Your objective: Show every line of the records that contains the string "slope".

(Collected data entries)
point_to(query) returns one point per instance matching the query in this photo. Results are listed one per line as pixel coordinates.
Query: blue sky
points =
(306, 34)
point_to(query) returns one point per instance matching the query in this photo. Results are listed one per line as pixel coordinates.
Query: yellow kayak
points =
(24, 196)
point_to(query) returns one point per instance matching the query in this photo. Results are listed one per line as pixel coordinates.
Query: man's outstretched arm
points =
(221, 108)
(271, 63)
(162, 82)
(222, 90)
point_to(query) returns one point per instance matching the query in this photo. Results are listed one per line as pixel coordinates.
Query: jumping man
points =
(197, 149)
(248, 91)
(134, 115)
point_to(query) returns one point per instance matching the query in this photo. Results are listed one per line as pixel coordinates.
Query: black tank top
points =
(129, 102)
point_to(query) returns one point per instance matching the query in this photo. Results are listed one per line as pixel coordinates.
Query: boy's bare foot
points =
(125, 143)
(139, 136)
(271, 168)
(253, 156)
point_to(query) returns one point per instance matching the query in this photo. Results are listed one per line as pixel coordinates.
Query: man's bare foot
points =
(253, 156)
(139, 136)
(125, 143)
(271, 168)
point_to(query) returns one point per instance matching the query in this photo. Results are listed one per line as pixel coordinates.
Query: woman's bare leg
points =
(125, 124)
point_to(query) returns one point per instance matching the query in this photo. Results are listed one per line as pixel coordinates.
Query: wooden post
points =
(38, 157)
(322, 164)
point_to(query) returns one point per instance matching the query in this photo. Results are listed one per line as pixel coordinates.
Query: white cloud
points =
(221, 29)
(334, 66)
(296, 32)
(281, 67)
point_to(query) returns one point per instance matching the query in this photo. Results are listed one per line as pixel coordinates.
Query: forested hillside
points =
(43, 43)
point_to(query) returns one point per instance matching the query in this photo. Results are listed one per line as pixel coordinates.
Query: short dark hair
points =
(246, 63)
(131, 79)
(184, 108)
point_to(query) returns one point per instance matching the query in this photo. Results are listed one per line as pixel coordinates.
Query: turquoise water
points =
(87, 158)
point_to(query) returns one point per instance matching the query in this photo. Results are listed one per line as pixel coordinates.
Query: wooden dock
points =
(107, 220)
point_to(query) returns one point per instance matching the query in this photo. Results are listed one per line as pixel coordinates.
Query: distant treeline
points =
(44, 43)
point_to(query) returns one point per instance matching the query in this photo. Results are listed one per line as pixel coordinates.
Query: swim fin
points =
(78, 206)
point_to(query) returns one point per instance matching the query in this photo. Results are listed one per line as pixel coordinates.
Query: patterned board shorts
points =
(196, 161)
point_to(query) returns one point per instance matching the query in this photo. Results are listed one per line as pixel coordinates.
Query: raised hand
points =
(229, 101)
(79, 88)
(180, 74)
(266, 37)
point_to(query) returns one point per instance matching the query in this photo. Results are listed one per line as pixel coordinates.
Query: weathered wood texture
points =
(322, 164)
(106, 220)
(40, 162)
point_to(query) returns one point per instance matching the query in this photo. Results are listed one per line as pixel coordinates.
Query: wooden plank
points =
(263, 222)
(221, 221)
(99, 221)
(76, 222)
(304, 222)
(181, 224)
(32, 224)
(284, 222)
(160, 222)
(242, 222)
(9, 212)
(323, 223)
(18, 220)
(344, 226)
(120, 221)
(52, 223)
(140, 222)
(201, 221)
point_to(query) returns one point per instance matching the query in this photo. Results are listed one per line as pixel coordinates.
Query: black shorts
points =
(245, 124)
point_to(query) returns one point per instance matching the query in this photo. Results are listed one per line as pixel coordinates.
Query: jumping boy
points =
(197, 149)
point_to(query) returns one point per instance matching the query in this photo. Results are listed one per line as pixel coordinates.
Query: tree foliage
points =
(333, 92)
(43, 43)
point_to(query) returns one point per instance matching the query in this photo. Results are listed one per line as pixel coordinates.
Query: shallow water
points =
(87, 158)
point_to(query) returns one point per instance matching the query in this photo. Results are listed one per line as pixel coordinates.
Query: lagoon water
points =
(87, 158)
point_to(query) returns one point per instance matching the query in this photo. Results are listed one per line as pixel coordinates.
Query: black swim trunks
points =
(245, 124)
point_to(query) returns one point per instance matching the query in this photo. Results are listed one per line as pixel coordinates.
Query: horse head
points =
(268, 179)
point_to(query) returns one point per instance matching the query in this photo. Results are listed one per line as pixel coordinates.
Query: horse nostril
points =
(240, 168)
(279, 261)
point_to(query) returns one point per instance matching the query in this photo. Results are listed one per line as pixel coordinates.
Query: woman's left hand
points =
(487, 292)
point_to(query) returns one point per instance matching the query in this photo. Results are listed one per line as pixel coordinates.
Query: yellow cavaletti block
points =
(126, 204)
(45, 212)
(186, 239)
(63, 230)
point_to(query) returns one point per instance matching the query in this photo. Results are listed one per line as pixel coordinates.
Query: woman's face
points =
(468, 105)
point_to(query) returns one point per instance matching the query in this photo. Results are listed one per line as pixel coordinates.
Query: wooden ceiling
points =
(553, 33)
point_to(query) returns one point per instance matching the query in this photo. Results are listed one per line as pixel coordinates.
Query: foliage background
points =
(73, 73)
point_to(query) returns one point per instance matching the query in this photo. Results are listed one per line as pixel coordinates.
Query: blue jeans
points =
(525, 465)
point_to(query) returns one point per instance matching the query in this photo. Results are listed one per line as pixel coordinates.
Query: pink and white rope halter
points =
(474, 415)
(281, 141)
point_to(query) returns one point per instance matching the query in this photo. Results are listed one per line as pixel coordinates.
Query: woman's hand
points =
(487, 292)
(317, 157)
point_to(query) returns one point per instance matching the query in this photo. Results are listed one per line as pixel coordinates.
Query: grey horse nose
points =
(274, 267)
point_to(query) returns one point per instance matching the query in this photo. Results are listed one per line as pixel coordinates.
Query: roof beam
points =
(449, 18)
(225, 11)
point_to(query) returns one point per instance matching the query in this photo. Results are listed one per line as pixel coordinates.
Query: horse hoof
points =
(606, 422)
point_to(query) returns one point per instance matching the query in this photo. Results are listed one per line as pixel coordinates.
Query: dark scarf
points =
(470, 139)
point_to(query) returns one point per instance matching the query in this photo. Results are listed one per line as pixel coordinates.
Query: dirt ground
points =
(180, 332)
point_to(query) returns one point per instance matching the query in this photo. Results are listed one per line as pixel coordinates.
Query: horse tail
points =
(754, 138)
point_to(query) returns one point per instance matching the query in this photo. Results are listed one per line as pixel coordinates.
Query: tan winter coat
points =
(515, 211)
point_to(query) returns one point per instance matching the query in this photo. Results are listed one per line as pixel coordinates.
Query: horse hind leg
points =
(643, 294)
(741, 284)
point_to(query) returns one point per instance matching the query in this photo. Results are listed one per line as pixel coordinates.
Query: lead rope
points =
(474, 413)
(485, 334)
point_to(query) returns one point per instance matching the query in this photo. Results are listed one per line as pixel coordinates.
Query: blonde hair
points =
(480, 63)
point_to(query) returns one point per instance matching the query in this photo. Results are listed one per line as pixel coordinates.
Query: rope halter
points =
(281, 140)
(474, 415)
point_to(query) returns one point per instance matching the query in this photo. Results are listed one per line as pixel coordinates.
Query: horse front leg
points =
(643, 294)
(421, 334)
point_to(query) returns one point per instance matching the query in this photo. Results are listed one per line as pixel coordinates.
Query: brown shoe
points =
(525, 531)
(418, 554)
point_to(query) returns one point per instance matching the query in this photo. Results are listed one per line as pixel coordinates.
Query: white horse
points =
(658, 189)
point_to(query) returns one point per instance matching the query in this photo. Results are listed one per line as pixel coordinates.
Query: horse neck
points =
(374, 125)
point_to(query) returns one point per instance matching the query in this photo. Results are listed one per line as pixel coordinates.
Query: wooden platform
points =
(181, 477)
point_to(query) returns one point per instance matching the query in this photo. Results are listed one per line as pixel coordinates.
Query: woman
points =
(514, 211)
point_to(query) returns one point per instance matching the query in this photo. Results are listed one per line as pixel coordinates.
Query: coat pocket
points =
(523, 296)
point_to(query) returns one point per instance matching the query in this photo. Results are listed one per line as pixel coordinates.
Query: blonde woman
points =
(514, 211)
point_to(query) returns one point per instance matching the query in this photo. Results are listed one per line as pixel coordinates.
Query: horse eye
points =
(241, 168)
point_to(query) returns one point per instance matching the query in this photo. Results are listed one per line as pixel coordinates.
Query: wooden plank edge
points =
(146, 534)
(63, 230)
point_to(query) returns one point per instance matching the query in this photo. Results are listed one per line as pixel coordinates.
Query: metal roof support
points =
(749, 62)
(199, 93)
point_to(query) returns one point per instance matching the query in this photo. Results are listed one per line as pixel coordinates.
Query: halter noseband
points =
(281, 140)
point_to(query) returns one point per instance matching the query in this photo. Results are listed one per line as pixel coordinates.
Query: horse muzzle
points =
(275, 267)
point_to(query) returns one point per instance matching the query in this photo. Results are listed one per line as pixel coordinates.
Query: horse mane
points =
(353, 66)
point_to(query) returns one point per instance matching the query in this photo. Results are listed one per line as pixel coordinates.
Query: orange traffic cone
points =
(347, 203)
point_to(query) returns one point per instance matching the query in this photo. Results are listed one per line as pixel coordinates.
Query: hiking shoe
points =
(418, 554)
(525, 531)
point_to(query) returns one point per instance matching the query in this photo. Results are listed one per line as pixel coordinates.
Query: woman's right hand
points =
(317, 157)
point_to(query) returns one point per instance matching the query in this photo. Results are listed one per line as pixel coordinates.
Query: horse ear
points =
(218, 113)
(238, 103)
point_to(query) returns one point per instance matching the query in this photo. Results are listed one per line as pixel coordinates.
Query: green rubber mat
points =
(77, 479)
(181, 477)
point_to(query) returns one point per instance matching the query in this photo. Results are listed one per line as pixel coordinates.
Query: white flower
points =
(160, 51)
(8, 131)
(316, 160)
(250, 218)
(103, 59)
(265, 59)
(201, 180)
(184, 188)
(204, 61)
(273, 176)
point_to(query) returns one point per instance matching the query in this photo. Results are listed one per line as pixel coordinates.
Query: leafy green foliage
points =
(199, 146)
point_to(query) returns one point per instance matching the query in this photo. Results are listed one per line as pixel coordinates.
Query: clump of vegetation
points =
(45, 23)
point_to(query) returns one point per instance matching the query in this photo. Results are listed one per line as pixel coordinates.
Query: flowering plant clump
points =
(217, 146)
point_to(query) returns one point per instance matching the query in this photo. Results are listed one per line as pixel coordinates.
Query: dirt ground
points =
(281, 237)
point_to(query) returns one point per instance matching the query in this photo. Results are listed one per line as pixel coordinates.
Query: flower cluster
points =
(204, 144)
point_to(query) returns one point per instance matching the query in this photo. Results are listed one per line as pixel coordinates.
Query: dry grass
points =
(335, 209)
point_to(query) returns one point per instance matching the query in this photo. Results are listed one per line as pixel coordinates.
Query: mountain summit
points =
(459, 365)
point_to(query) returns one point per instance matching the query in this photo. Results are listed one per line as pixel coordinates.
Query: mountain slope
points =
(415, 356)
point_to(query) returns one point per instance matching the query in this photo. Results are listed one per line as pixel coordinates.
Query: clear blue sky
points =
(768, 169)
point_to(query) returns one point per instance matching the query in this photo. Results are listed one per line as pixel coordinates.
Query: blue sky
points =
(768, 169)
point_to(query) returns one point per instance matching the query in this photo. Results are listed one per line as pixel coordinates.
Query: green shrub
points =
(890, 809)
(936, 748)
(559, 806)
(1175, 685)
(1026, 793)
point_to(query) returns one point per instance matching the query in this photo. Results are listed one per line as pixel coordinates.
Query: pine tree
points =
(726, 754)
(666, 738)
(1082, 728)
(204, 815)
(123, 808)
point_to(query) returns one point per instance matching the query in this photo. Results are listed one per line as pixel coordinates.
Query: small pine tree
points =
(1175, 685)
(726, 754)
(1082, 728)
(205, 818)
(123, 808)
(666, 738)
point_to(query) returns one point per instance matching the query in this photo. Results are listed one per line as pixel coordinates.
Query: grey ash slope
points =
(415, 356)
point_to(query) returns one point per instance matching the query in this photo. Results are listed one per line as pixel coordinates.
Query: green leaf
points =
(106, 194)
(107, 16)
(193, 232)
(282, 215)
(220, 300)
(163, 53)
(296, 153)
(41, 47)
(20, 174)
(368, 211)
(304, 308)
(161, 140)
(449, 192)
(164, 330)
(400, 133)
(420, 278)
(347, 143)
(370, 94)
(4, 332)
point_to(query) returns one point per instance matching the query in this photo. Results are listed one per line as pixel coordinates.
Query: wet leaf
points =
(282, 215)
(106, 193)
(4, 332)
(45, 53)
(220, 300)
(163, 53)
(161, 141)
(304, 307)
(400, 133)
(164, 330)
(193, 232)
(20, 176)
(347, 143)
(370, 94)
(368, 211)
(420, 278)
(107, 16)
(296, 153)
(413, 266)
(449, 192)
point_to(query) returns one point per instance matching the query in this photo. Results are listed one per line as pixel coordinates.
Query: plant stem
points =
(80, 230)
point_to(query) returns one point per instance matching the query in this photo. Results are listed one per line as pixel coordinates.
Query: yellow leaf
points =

Written solution:
Query: mountain slope
Query: grey ash slope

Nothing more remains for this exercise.